Problem description> Arrange all the rows below as a JSON list of strings, one string per line and no strings for blank lines. Leave the pictures out of your answer.

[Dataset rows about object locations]
⟨

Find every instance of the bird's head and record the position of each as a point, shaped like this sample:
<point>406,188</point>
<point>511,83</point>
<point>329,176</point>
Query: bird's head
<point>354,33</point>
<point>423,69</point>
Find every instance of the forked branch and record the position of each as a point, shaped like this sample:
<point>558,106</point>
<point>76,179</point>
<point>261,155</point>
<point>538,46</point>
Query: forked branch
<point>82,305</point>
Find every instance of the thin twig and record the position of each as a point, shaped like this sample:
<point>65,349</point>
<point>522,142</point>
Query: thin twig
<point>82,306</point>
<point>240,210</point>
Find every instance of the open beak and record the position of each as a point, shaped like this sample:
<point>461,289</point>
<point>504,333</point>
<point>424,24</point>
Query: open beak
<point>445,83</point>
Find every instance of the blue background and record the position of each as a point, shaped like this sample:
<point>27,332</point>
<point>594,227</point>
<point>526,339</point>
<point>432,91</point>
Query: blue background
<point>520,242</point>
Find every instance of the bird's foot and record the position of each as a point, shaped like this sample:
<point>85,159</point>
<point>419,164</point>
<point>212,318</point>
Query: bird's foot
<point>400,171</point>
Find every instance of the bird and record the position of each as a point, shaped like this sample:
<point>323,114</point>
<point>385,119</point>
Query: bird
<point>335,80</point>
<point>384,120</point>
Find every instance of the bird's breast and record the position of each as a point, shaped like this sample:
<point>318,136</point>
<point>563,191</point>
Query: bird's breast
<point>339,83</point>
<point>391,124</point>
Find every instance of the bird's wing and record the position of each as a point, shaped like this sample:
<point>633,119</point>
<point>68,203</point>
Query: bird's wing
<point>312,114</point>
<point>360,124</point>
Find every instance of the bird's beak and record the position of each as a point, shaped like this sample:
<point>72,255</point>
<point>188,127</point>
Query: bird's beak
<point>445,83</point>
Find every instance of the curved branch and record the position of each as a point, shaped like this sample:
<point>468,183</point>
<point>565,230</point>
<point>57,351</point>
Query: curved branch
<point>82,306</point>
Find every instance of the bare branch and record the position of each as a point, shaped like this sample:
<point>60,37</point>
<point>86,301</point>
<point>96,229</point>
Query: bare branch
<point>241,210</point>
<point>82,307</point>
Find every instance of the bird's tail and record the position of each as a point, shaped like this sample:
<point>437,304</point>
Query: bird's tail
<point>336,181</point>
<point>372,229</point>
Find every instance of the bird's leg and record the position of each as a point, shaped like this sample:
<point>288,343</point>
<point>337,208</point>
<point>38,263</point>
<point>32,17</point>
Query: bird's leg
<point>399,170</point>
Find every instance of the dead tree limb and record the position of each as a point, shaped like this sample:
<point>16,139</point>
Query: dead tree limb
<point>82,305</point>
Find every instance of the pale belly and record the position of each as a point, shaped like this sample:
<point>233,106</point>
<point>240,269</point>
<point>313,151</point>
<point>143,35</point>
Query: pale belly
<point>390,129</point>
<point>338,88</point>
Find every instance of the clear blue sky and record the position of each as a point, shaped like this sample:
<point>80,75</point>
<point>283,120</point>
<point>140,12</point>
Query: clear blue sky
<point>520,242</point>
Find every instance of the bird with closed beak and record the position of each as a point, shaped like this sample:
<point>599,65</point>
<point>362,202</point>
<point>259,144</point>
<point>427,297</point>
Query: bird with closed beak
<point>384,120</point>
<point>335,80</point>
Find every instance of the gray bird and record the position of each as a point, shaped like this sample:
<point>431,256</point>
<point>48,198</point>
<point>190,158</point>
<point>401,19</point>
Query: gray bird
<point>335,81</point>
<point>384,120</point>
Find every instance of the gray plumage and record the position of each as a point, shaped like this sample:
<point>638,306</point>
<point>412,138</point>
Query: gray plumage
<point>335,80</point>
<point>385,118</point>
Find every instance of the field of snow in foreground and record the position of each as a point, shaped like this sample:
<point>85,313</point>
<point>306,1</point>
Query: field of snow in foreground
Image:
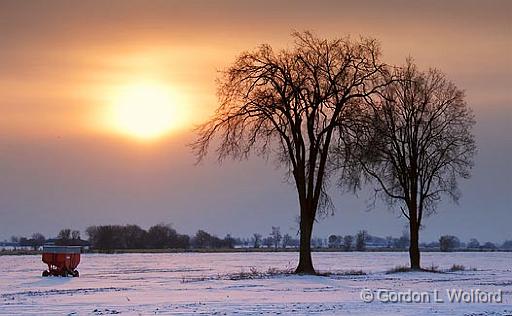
<point>193,283</point>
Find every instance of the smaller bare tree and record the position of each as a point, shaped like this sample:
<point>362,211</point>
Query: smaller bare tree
<point>276,236</point>
<point>414,142</point>
<point>256,238</point>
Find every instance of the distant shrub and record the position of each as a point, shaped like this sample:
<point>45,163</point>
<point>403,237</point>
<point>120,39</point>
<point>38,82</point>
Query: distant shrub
<point>457,267</point>
<point>398,269</point>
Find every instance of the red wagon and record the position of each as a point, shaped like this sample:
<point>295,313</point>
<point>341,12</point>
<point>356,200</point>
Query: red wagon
<point>61,260</point>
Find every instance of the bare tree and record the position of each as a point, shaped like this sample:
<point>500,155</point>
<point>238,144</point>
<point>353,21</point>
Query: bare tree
<point>414,143</point>
<point>292,103</point>
<point>276,236</point>
<point>361,238</point>
<point>256,240</point>
<point>287,240</point>
<point>347,242</point>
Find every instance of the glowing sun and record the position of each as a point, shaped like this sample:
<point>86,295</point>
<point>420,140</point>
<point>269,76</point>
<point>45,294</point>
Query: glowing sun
<point>146,110</point>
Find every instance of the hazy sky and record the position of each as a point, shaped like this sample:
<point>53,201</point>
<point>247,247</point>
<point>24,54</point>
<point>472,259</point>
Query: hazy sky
<point>61,164</point>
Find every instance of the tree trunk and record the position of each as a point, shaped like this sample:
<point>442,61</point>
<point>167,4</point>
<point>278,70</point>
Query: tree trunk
<point>306,228</point>
<point>414,249</point>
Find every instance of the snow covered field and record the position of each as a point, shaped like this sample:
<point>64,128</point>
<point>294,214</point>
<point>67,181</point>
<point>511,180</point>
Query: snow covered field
<point>193,283</point>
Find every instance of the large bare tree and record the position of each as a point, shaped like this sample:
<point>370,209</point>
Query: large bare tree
<point>291,103</point>
<point>414,141</point>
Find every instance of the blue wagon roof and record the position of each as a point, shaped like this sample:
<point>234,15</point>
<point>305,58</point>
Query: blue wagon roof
<point>62,249</point>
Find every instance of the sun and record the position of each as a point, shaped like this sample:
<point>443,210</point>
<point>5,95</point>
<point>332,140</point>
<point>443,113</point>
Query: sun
<point>145,110</point>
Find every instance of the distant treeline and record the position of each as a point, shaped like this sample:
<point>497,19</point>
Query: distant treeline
<point>161,236</point>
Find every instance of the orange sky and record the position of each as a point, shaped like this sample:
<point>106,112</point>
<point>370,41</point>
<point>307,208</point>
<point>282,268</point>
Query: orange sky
<point>59,59</point>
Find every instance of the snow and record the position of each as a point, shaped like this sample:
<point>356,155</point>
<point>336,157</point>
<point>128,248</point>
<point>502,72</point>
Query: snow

⟩

Solution below>
[
  "Find every instance of the bird's head and record the position of each as a point, shaped like this sample:",
  "<point>406,188</point>",
  "<point>511,83</point>",
  "<point>329,176</point>",
  "Query: bird's head",
  "<point>354,33</point>",
  "<point>423,69</point>",
  "Find every instance of the forked branch and record the position of each as a point, shaped like this sample:",
  "<point>558,106</point>",
  "<point>76,179</point>",
  "<point>261,155</point>",
  "<point>538,46</point>",
  "Query: forked branch",
  "<point>82,305</point>",
  "Find every instance of the thin twig and record the position of each as a point, shaped like this sample:",
  "<point>65,349</point>",
  "<point>522,142</point>",
  "Query: thin twig",
  "<point>82,306</point>",
  "<point>240,210</point>",
  "Find every instance of the open beak and record the position of each as a point, shaped like this sample:",
  "<point>461,289</point>",
  "<point>504,333</point>",
  "<point>424,24</point>",
  "Query: open beak",
  "<point>445,83</point>",
  "Find every instance of the blue background and record the position of each as a point, shaped like this sample:",
  "<point>27,332</point>",
  "<point>594,227</point>",
  "<point>526,339</point>",
  "<point>432,91</point>",
  "Query: blue background",
  "<point>520,242</point>",
  "Find every instance of the bird's foot and record the position of each as a point, shaped like this sample:",
  "<point>85,159</point>",
  "<point>419,164</point>",
  "<point>212,318</point>",
  "Query: bird's foot",
  "<point>400,171</point>",
  "Find every instance of the bird and record the position of each as a point, shaped like this sample:",
  "<point>323,114</point>",
  "<point>385,119</point>",
  "Query: bird",
  "<point>335,80</point>",
  "<point>384,120</point>",
  "Find every instance of the bird's breast and record the position of each as a point, shaped like this sample:",
  "<point>318,136</point>",
  "<point>563,191</point>",
  "Query: bird's breast",
  "<point>339,83</point>",
  "<point>391,124</point>",
  "Find every instance of the bird's wing and record the position of each as a point, shaped like this sample:",
  "<point>633,119</point>",
  "<point>68,203</point>",
  "Query: bird's wing",
  "<point>312,114</point>",
  "<point>360,124</point>",
  "Find every instance of the bird's beak and record the position of each as a point, shaped like this sample:",
  "<point>72,255</point>",
  "<point>188,127</point>",
  "Query: bird's beak",
  "<point>445,83</point>",
  "Find every instance of the curved branch and record the position of each as a point, shaped like this sample:",
  "<point>468,183</point>",
  "<point>565,230</point>",
  "<point>57,351</point>",
  "Query: curved branch",
  "<point>82,306</point>",
  "Find every instance of the bare branch and record the position of each as a point, shaped like this sample:",
  "<point>60,37</point>",
  "<point>86,301</point>",
  "<point>96,229</point>",
  "Query: bare branch",
  "<point>241,210</point>",
  "<point>82,307</point>",
  "Find every instance of the bird's tail and record the position of each as a point, shaped like this sample:",
  "<point>437,304</point>",
  "Query: bird's tail",
  "<point>336,181</point>",
  "<point>372,229</point>",
  "Find every instance of the bird's leg and record the position of each as a point, shaped like this sample:",
  "<point>288,343</point>",
  "<point>337,208</point>",
  "<point>38,263</point>",
  "<point>32,17</point>",
  "Query: bird's leg",
  "<point>399,170</point>",
  "Find every instance of the dead tree limb and record the position of each as a point, shaped like this sample:",
  "<point>16,139</point>",
  "Query: dead tree limb",
  "<point>82,305</point>",
  "Find every instance of the pale belly and record the position of each as a point, shaped like this sample:",
  "<point>233,106</point>",
  "<point>240,269</point>",
  "<point>313,151</point>",
  "<point>143,35</point>",
  "Query: pale belly",
  "<point>390,129</point>",
  "<point>338,88</point>",
  "Find every instance of the clear blue sky and record the position of each as a point, shaped like this sample:",
  "<point>80,75</point>",
  "<point>283,120</point>",
  "<point>140,12</point>",
  "Query: clear blue sky",
  "<point>520,242</point>",
  "Find every instance of the bird with closed beak and record the position of each as a point, shaped like this sample:",
  "<point>599,65</point>",
  "<point>362,202</point>",
  "<point>259,144</point>",
  "<point>427,297</point>",
  "Query: bird with closed beak",
  "<point>384,120</point>",
  "<point>335,80</point>",
  "Find every instance of the gray bird and record the position of each as a point, shaped like this sample:",
  "<point>431,256</point>",
  "<point>48,198</point>",
  "<point>190,158</point>",
  "<point>401,19</point>",
  "Query: gray bird",
  "<point>335,81</point>",
  "<point>384,120</point>",
  "Find every instance of the gray plumage and record the position of each as a point, shaped like this sample:",
  "<point>638,306</point>",
  "<point>412,138</point>",
  "Query: gray plumage",
  "<point>335,80</point>",
  "<point>385,118</point>",
  "Find every instance of the field of snow in foreground and record the position of each as a point, shaped like this sample:",
  "<point>85,313</point>",
  "<point>306,1</point>",
  "Query: field of snow in foreground",
  "Image:",
  "<point>193,283</point>",
  "Find every instance of the smaller bare tree and record the position of each as a point, shaped like this sample:",
  "<point>362,211</point>",
  "Query: smaller bare tree",
  "<point>276,236</point>",
  "<point>414,142</point>",
  "<point>256,238</point>",
  "Find every instance of the distant shrub and record the position of each as a point, shaped like this sample:",
  "<point>45,163</point>",
  "<point>403,237</point>",
  "<point>120,39</point>",
  "<point>38,82</point>",
  "Query: distant shrub",
  "<point>457,267</point>",
  "<point>398,269</point>",
  "Find every instance of the red wagon and record the position of each as a point, shaped like this sample:",
  "<point>295,313</point>",
  "<point>341,12</point>",
  "<point>356,200</point>",
  "Query: red wagon",
  "<point>61,260</point>",
  "Find every instance of the bare tree and record the position of each as a point, shaped like this sample:",
  "<point>500,155</point>",
  "<point>238,144</point>",
  "<point>353,21</point>",
  "Query: bare tree",
  "<point>414,143</point>",
  "<point>292,103</point>",
  "<point>276,236</point>",
  "<point>361,238</point>",
  "<point>256,240</point>",
  "<point>287,240</point>",
  "<point>347,242</point>",
  "Find every instance of the glowing sun and record the position of each as a point, shaped like this sample:",
  "<point>86,295</point>",
  "<point>420,140</point>",
  "<point>269,76</point>",
  "<point>45,294</point>",
  "Query: glowing sun",
  "<point>146,110</point>",
  "Find every instance of the hazy sky and record the position of each as a point, shaped like this sample:",
  "<point>53,201</point>",
  "<point>247,247</point>",
  "<point>24,54</point>",
  "<point>472,259</point>",
  "Query: hazy sky",
  "<point>61,164</point>",
  "Find every instance of the tree trunk and record the position of each as a point, shaped like this sample:",
  "<point>442,61</point>",
  "<point>167,4</point>",
  "<point>278,70</point>",
  "Query: tree trunk",
  "<point>306,228</point>",
  "<point>414,249</point>",
  "Find every instance of the snow covered field and record the position of each as a point, shaped like this sample:",
  "<point>64,128</point>",
  "<point>294,214</point>",
  "<point>67,181</point>",
  "<point>511,180</point>",
  "Query: snow covered field",
  "<point>193,283</point>",
  "Find every instance of the large bare tree and record the position of each as a point, shaped like this sample:",
  "<point>370,209</point>",
  "Query: large bare tree",
  "<point>291,103</point>",
  "<point>414,141</point>",
  "Find every instance of the blue wagon roof and record the position of each as a point, shaped like this sample:",
  "<point>234,15</point>",
  "<point>305,58</point>",
  "Query: blue wagon roof",
  "<point>62,249</point>",
  "Find every instance of the sun and record the position of each as a point, shaped like this sample:",
  "<point>443,210</point>",
  "<point>5,95</point>",
  "<point>332,140</point>",
  "<point>443,113</point>",
  "Query: sun",
  "<point>145,110</point>",
  "Find every instance of the distant treeline and record the position of each as a point, shaped like this sample:",
  "<point>497,19</point>",
  "Query: distant treeline",
  "<point>161,236</point>",
  "Find every instance of the orange sky and record the position of each as a point, shaped like this sample:",
  "<point>106,112</point>",
  "<point>370,41</point>",
  "<point>307,208</point>",
  "<point>282,268</point>",
  "Query: orange sky",
  "<point>59,59</point>",
  "Find every instance of the snow and record the position of each as a point, shaped like this sample:",
  "<point>356,155</point>",
  "<point>336,157</point>",
  "<point>128,248</point>",
  "<point>502,72</point>",
  "Query: snow"
]